### Written request
Change every "Coordinate style" in the data below to "Box format" and leave everything else as it is. Don't include the pictures in your version.
-- start of Given data --
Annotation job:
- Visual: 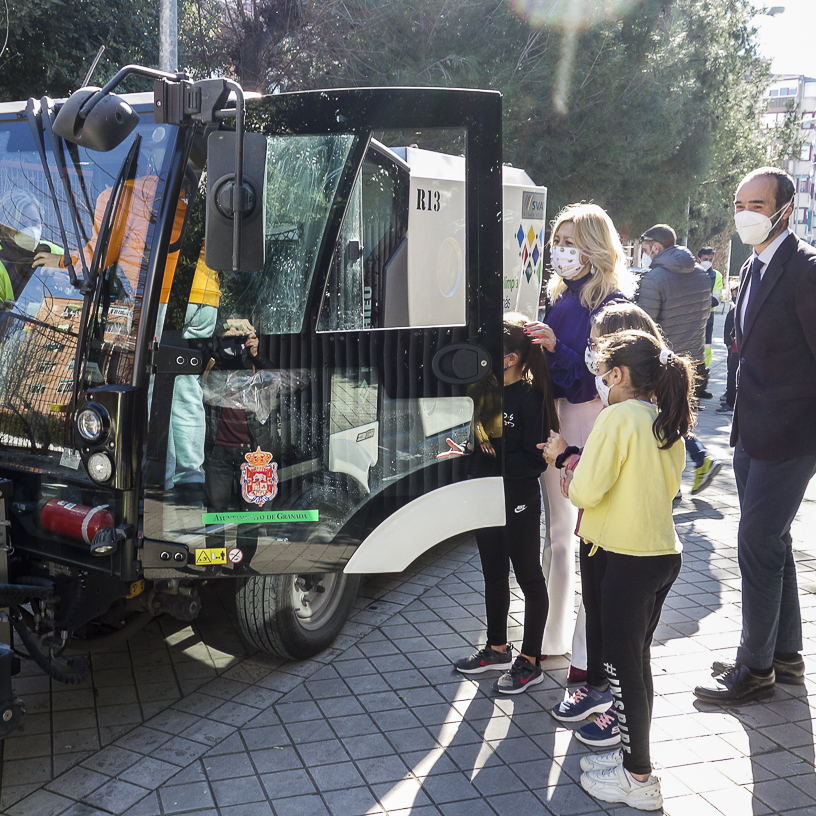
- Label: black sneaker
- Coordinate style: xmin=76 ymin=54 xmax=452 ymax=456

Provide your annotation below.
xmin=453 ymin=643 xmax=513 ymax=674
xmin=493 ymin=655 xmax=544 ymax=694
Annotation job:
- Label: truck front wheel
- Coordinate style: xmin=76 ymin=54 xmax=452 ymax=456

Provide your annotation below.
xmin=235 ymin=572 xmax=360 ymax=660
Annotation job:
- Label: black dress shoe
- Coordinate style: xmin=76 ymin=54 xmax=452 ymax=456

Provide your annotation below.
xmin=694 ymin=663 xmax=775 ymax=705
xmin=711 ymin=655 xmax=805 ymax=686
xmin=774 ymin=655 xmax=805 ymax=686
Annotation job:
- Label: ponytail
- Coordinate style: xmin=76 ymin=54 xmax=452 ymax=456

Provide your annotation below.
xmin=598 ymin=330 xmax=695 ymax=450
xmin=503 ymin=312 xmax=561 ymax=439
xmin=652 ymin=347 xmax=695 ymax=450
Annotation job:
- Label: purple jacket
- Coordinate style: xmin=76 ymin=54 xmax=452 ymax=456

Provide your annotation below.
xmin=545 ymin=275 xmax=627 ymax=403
-- end of Given data --
### Solved exercise
Annotation job:
- Visual: 
- Label: black sneaker
- Box format: xmin=76 ymin=54 xmax=452 ymax=456

Provide your annotation below.
xmin=453 ymin=643 xmax=513 ymax=674
xmin=493 ymin=655 xmax=544 ymax=694
Annotation job:
- Label: truck front wheel
- Box format: xmin=76 ymin=54 xmax=452 ymax=456

Provide your annotation below.
xmin=235 ymin=572 xmax=360 ymax=660
Annotation job:
- Label: black dress shoe
- Box format: xmin=76 ymin=54 xmax=452 ymax=456

Provide your annotation below.
xmin=694 ymin=663 xmax=775 ymax=705
xmin=711 ymin=655 xmax=805 ymax=686
xmin=774 ymin=655 xmax=805 ymax=686
Annotation job:
- Label: ponytail
- Box format: xmin=76 ymin=54 xmax=452 ymax=456

Provide your annotation below.
xmin=598 ymin=330 xmax=695 ymax=450
xmin=503 ymin=312 xmax=561 ymax=439
xmin=652 ymin=347 xmax=695 ymax=450
Annotation job:
- Label: purple jacket
- Box format: xmin=76 ymin=54 xmax=452 ymax=456

Provide your annotation below.
xmin=545 ymin=275 xmax=627 ymax=403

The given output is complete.